#### [What this task involves]
Can you quote the listing from the line with "Category: green tree" up to and including the line with "pixel 447 271", reproducing each line word for word?

Items from a dataset:
#####
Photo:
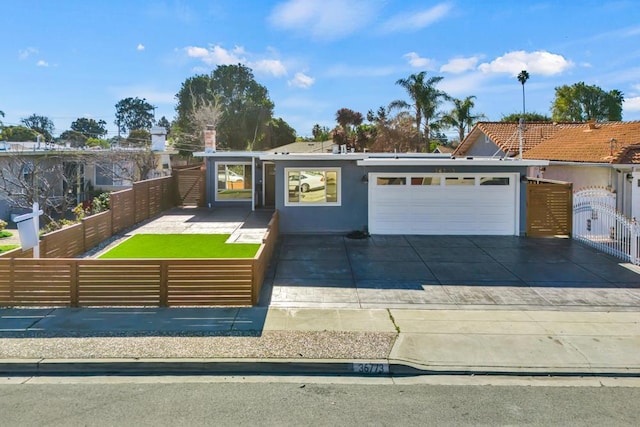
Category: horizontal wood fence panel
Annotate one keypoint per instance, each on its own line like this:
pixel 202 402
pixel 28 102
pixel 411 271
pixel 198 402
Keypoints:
pixel 97 228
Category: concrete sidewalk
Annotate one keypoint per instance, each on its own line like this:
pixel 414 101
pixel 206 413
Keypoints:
pixel 66 341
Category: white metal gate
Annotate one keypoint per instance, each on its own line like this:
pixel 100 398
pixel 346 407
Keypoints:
pixel 600 225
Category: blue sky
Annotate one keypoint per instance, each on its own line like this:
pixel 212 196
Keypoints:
pixel 70 59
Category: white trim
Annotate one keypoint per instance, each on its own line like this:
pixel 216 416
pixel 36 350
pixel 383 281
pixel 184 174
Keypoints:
pixel 232 163
pixel 338 172
pixel 514 186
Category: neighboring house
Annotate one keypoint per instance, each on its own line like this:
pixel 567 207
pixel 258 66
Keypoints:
pixel 71 172
pixel 605 155
pixel 502 139
pixel 384 193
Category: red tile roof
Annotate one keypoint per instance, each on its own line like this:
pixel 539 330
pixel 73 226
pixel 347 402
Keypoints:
pixel 505 135
pixel 611 142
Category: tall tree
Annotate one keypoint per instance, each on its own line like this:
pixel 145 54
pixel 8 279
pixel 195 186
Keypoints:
pixel 90 127
pixel 460 117
pixel 523 76
pixel 163 122
pixel 425 98
pixel 244 105
pixel 580 102
pixel 41 124
pixel 134 113
pixel 320 133
pixel 18 134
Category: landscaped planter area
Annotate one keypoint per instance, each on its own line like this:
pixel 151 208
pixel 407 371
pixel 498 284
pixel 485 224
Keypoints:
pixel 57 279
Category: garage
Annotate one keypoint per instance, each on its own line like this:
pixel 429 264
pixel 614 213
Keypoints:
pixel 444 203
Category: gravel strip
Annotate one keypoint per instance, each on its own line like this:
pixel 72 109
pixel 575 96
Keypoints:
pixel 270 344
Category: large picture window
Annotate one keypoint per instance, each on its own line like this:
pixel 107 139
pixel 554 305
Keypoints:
pixel 234 181
pixel 309 187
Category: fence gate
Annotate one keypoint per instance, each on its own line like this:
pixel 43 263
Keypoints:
pixel 549 208
pixel 191 185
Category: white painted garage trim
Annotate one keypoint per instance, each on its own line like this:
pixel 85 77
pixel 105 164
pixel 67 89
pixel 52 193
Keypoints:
pixel 452 203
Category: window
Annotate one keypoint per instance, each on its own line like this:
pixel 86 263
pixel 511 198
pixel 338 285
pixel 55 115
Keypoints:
pixel 460 180
pixel 425 180
pixel 113 174
pixel 312 187
pixel 391 180
pixel 234 181
pixel 492 180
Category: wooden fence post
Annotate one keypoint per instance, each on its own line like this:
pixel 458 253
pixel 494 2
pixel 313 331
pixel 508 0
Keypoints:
pixel 164 284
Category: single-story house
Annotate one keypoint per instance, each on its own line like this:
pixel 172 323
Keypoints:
pixel 503 139
pixel 601 155
pixel 383 193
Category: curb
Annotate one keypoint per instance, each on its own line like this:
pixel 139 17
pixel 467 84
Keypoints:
pixel 331 367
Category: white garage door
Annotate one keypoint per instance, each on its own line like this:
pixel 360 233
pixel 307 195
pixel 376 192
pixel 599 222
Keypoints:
pixel 457 204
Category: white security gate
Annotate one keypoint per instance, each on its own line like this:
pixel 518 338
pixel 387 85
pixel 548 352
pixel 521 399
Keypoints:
pixel 456 204
pixel 600 225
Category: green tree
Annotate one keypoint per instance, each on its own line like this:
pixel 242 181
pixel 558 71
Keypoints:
pixel 321 133
pixel 580 102
pixel 134 113
pixel 528 117
pixel 73 138
pixel 460 117
pixel 90 127
pixel 244 105
pixel 163 122
pixel 19 134
pixel 425 98
pixel 41 124
pixel 139 138
pixel 277 133
pixel 523 76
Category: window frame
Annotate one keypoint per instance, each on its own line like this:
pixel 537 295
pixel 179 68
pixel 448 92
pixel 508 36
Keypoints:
pixel 249 191
pixel 325 170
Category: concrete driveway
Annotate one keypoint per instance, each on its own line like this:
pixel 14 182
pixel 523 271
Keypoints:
pixel 447 272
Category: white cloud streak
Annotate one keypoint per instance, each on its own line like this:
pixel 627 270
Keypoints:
pixel 412 21
pixel 324 19
pixel 538 62
pixel 416 61
pixel 459 65
pixel 301 80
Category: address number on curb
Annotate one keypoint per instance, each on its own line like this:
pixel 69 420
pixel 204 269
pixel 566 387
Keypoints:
pixel 371 368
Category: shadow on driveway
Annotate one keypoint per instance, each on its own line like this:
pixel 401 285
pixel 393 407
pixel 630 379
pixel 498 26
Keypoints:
pixel 447 271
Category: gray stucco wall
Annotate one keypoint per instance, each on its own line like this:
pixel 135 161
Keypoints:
pixel 349 216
#####
#### [Answer to this task]
Category: green tree
Annotate one keypoint per instance, each on its own line like this:
pixel 242 181
pixel 558 71
Keypoints:
pixel 321 133
pixel 580 102
pixel 134 113
pixel 528 117
pixel 73 138
pixel 460 117
pixel 90 127
pixel 244 105
pixel 163 122
pixel 19 134
pixel 425 98
pixel 41 124
pixel 139 138
pixel 277 133
pixel 523 76
Category: window frame
Annotate one keypoint per instance, each on its own line like this:
pixel 537 295
pixel 179 68
pixel 448 92
pixel 508 36
Keypoints:
pixel 249 191
pixel 325 170
Category: concrete driveway
Annotate one keypoint per instance, each on its own line like this:
pixel 14 182
pixel 523 271
Keypoints:
pixel 447 272
Category: white cloud streak
Annotate one keypoint per instance, each on its own line like this:
pixel 627 270
Keypoints:
pixel 412 21
pixel 324 19
pixel 538 62
pixel 416 61
pixel 459 65
pixel 301 80
Category: address number on curb
Annotate one keypoint per instance, each on its own line like this:
pixel 69 420
pixel 204 269
pixel 566 387
Keypoints:
pixel 371 368
Category: shadow on driveway
Annotate one keypoint per instance, each on its own line like this:
pixel 401 285
pixel 393 407
pixel 630 379
pixel 498 26
Keypoints:
pixel 447 271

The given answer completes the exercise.